_Task to complete_: The entries are to be duplicated exactly, with nothing left out.

***** Information

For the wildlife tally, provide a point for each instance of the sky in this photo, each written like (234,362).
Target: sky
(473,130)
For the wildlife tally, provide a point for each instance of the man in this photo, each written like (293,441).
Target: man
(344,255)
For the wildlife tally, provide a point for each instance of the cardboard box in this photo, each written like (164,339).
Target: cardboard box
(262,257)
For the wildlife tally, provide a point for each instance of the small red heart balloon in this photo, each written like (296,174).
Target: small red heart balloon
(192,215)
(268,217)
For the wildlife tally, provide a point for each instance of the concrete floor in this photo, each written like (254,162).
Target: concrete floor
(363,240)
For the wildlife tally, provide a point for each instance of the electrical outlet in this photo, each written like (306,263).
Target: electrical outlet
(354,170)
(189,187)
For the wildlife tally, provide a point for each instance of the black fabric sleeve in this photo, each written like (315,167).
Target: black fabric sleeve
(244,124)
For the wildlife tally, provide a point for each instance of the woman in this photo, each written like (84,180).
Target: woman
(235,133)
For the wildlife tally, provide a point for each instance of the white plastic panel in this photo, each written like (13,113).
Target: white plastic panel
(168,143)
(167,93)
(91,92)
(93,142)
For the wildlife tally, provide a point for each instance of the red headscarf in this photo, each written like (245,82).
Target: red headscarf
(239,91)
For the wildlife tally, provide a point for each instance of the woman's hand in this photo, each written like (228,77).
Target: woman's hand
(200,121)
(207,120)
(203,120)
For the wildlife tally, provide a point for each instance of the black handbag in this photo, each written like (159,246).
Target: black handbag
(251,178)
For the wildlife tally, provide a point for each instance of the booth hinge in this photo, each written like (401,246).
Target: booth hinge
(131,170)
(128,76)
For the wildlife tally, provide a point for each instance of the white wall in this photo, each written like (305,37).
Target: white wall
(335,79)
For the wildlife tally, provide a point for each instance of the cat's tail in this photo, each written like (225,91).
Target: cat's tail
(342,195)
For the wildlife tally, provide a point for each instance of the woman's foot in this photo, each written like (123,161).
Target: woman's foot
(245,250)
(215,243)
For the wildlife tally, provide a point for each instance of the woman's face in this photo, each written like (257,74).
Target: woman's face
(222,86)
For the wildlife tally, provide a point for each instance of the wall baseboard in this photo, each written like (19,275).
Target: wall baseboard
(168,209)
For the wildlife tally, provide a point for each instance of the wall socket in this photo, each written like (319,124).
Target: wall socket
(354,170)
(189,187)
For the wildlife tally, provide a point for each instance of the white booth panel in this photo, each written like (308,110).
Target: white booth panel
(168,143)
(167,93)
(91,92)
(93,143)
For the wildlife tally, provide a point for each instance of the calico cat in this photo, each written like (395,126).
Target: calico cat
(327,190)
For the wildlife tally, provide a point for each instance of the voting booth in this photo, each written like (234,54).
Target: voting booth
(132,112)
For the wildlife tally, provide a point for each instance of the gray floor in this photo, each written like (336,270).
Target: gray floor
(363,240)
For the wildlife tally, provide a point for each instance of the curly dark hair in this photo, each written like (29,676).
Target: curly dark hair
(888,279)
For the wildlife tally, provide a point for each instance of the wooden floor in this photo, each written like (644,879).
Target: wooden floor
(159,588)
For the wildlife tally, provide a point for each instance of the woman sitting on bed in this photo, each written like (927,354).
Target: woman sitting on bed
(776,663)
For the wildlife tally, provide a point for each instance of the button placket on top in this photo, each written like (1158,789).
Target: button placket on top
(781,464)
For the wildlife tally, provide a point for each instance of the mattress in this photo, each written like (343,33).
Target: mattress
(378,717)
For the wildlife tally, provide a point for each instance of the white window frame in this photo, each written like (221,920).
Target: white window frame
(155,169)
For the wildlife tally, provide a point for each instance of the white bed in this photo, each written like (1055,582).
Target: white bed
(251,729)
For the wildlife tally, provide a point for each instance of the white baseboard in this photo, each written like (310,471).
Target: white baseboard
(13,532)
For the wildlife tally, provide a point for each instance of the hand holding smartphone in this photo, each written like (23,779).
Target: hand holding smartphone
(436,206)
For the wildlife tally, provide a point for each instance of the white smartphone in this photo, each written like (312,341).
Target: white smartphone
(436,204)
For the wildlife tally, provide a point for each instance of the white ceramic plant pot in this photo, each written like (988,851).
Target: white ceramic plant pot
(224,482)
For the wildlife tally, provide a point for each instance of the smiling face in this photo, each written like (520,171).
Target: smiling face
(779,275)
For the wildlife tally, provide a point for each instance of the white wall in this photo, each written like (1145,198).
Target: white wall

**********

_Response area_:
For the wildlife tally, provide a point for each instance of the sky in this photo, each written like (234,362).
Target: sky
(473,130)
For the wildlife tally, provide a point for each instance of the man in this photo, each written like (293,441).
Target: man
(344,255)
For the wildlife tally, provide a point for each instance of the cardboard box in this photo, each written like (164,339).
Target: cardboard box
(262,257)
For the wildlife tally, provide a point for each instance of the small red heart balloon in this photo, each written like (296,174).
Target: small red heart balloon
(192,215)
(268,217)
For the wildlife tally, provide a point for each instance of the concrete floor in this photo, each written like (254,162).
Target: concrete floor
(363,240)
For the wildlife tally, provide a point for each instance of the electrical outlet in this photo, each written like (306,263).
Target: electrical outlet
(354,170)
(189,187)
For the wildlife tally, provide a point for each instance of the black fabric sleeve in this photo, each written like (315,167).
Target: black fabric sleeve
(244,124)
For the wildlife tally, provide a point for each instance of the woman in this photo, each written like (84,180).
Target: woman
(235,133)
For the wildlife tally, provide a point for each instance of the white plastic panel in this photo, each written like (13,113).
Target: white plastic panel
(168,143)
(167,93)
(91,92)
(93,142)
For the wildlife tally, provide a point for each instance of the red headscarf in this photo, each written like (245,82).
Target: red headscarf
(239,91)
For the wildlife tally, provide a point for each instance of the woman's hand in this photo, each written like (228,77).
Target: woman's hand
(200,121)
(207,120)
(203,120)
For the wildlife tally, provide a point for each instance of the black handbag in this photo, each written like (159,246).
Target: black handbag
(251,178)
For the wildlife tally, provide a point for each instance of the booth hinge in this photo, each written like (401,246).
Target: booth hinge
(131,170)
(128,76)
For the wildlife tally, provide a point for each instance of the white wall in this photo, each written like (305,37).
Target: white wall
(335,79)
For the wildlife tally, provide a point for each instance of the cat's tail in this photo, each written like (225,91).
Target: cat's tail
(342,195)
For the wildlife tally, provide a point for each instance of the woman's foot in this photo, each written like (123,161).
Target: woman's foot
(245,250)
(215,243)
For the wildlife tally, provide a point for each instance of the woman's face in this photo, each written like (257,74).
Target: woman's face
(222,86)
For the wildlife tally, provide a point for each instance of the wall baseboard in this photo, each written like (19,275).
Target: wall baseboard
(168,209)
For the wildlife tally, provide a point for each instance of the wall socket in this photo, each written like (319,124).
Target: wall socket
(354,170)
(189,187)
For the wildlife tally, provide a point for each instance of the white booth panel in this photo, each written like (308,110).
Target: white booth panel
(168,143)
(167,93)
(91,92)
(93,143)
For the wildlife tally, provide a point for each instance of the calico cat in this photo, each written like (395,126).
Target: calico cat
(327,190)
For the wildlife tally, provide a point for each instance of the voting booth in this photo, each written like (234,54).
Target: voting booth
(132,112)
For the wildlife tally, provide a point for each instance of the gray floor in this photo, each written like (336,270).
Target: gray floor
(363,240)
For the wildlife tally, provide a point for each instance of the curly dark hair in this photo, each written like (29,676).
Target: curly dark hair
(888,279)
For the wildlife tally, provide a point for each instance of the wooden floor in this photo, each written like (644,879).
Target: wooden floor
(159,588)
For the wildlife tally, provide a point for each instance of the woman sitting on bed in this photo, each written like (927,354).
Target: woman sitting on bed
(776,663)
For the wildlife tally, provide a point for each instance of the button placket on top in this photo, each written like (1158,789).
Target: button placket on top
(781,464)
For the wildlife tally, provide a point for each instance of the mattress in this photo, each written like (343,33).
Target: mattress
(378,717)
For the wildlife tally, provide a point for each instance of the white window frame in this photo, each written like (221,920).
Target: white window frame
(155,169)
For the wildlife tally, provide a point for each instance of the white bed in this photo, each written like (1055,582).
Target: white bed
(251,729)
For the wildlife tally, provide a point for each instance of the white baseboard in this photo, each written like (310,471).
Target: white baseboard
(13,532)
For the wildlife tally, provide a point for each instance of the hand holding smartphone in this photo, each written like (23,779).
Target: hand holding smartphone
(436,206)
For the wildlife tally, provide a point for each instance of the white smartphone in this photo, each written like (312,341).
Target: white smartphone
(436,204)
For the wildlife tally, provide a point for each instance of the white ceramic plant pot in this photo, each written like (988,851).
Target: white ceramic plant pot
(224,482)
For the wildlife tally, provide a point for each instance of the smiling face in this photo, each written like (520,171).
Target: smiling face
(779,275)
For the wildlife tally, provide a point for each instance of the white wall in this photo, each written like (1145,198).
Target: white wall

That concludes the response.